-- To be done --
Gather every line in the records below that contains the word "white". Case counts.

— start Entries provided —

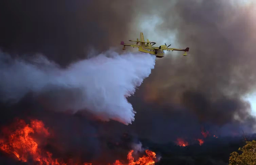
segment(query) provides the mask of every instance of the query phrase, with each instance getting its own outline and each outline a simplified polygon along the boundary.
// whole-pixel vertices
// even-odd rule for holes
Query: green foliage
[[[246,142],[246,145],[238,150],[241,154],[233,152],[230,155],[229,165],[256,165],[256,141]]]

— end Entries provided —
— start Entries provided —

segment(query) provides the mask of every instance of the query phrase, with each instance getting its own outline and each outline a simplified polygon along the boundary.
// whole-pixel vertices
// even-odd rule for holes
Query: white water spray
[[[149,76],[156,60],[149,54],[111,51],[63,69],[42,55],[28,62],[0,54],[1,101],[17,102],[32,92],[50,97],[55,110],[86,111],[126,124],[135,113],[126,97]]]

— end Entries provided —
— start Entries provided —

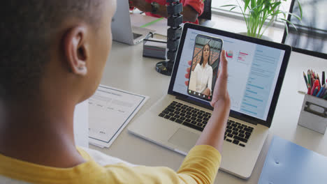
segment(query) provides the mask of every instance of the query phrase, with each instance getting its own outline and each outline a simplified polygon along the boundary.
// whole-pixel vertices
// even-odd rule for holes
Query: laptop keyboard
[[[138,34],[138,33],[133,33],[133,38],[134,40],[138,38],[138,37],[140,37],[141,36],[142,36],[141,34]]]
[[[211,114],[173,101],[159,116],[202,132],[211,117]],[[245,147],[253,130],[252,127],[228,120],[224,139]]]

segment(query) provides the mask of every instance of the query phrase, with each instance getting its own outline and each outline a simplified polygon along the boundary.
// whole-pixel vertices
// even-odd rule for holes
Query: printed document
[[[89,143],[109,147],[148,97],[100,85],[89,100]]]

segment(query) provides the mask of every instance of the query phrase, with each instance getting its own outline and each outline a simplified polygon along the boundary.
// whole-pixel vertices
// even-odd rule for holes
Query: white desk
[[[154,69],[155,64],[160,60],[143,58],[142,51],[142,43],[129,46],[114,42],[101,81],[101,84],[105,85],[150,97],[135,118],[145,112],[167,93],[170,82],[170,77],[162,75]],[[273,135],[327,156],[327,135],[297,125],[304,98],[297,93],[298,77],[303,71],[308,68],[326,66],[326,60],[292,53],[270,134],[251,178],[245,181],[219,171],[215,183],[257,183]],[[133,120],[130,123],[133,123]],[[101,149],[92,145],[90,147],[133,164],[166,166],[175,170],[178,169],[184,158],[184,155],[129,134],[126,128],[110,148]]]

— end Entries provided —

-- In response --
Query: white water spray
Query: white desk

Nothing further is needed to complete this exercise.